## [SHORT EXERCISE]
Copy the listing below word for word, keeping every line exactly as it appears.

## [DATA TO USE]
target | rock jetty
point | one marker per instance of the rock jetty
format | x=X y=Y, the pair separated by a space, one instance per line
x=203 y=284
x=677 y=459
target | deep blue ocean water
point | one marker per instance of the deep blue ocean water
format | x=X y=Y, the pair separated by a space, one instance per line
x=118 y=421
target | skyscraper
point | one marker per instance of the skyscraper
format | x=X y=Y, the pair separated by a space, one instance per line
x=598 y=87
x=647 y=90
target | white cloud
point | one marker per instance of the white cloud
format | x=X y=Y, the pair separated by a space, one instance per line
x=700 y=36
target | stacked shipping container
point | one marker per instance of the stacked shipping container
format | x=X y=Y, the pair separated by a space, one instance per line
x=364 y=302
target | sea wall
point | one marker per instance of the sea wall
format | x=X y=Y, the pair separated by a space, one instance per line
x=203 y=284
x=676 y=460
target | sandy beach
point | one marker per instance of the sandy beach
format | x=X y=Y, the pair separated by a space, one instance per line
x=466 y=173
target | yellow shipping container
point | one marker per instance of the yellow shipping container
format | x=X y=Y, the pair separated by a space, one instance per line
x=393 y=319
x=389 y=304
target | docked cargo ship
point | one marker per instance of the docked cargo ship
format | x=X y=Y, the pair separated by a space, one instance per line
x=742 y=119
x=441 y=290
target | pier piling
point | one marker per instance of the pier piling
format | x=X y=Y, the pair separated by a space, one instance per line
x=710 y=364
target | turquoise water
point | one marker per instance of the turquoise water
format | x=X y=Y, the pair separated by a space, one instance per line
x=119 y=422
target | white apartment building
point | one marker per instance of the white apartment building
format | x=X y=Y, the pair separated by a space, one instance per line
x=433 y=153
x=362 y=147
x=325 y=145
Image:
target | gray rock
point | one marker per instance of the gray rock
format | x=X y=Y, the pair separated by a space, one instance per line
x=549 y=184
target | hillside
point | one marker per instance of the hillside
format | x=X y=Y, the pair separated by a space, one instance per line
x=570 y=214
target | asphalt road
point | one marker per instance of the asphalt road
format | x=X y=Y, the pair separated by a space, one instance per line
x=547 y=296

## [PROBLEM SOLUTION]
target | rock jetty
point | one marker per instance of the rock jetty
format | x=X y=Y, the pair separated by a space, one instance per line
x=203 y=284
x=677 y=459
target | deep blue ocean water
point | one marker per instance of the deep blue ocean water
format | x=X y=Y, the pair separated by a space, one instance per line
x=118 y=421
target | skyscraper
point | one marker per instance of the skyscraper
format | x=X y=Y, the pair separated by a space, one instance per line
x=598 y=87
x=647 y=90
target | white cloud
point | one marker per instance of the white cloud
format | x=X y=Y, the pair separated by a space, one instance per line
x=700 y=36
target | stacked shipping container
point | one marker per instance of the stacked shipping container
format | x=X y=Y, the pair separated by a space, one instance per line
x=364 y=302
target | sea wall
point | one marker per instance of the sea wall
format | x=X y=Y, the pair separated by a space, one instance per line
x=203 y=284
x=676 y=460
target | sandy beach
point | one marker per instance of the sandy beach
format | x=X y=Y, the pair separated by a space, one instance per line
x=466 y=173
target | yellow shipping container
point | one marker per instance of the yellow shipping container
format | x=X y=Y, the pair separated by a space, one instance per line
x=393 y=319
x=389 y=304
target | docked cargo ship
point | one marker per instance of the docked cargo ship
format | x=X y=Y, the pair separated by a space, one instance per line
x=742 y=119
x=441 y=290
target | pier piling
point | one marker per instance of the pier piling
format | x=X y=Y, the pair separated by a space, one instance per line
x=710 y=364
target | turquoise water
point | one marker per instance of the turquoise water
format | x=X y=Y, the pair separated by a space, one instance per line
x=119 y=422
target | white apartment building
point | one marker per instance of the white apartment building
format | x=X y=Y, the pair separated by a space, one instance per line
x=433 y=153
x=362 y=147
x=325 y=145
Image:
target | gray rock
point | one marker per instance of the gray rock
format | x=X y=Y, the pair separated by a space, one instance per line
x=549 y=184
target | hillside
point | one marker per instance of the hillside
format | x=X y=Y, the pair separated by a space, one instance per line
x=570 y=214
target | asphalt road
point | one marker per instance of the asphalt road
format | x=X y=Y, the pair separated by a space, one instance per line
x=547 y=296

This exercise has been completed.